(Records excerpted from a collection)
— Begin —
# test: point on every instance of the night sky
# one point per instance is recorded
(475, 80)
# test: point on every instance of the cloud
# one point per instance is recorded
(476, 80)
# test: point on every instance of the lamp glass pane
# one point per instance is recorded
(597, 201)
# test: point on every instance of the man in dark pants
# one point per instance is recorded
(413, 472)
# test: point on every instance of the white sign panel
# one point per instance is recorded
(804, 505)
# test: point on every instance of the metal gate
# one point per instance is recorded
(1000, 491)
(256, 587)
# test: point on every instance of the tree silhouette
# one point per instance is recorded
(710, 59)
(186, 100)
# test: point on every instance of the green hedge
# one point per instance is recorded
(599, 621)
— End —
The problem
Present the records above as a Markdown table with the columns Row and Line, starting at the line that contains "# test: point on every instance of the white" and ending at the last line of the records. Number each line in the Row column and omit blank lines.

Complete answer
| Row | Line |
|---|---|
| 1 | # test: point on every instance of the white sign panel |
| 2 | # one point per instance is recorded |
| 3 | (804, 505) |
| 4 | # test: point on every instance of the metal gate |
| 5 | # one point per instance is recorded |
| 6 | (1000, 491) |
| 7 | (256, 587) |
| 8 | # test: point on every instance of the tree silhouette |
| 9 | # one point per instance is recorded |
| 10 | (710, 59) |
| 11 | (186, 100) |
| 12 | # test: point on every instance of the green hedge |
| 13 | # one point per instance is recorded |
| 14 | (599, 621) |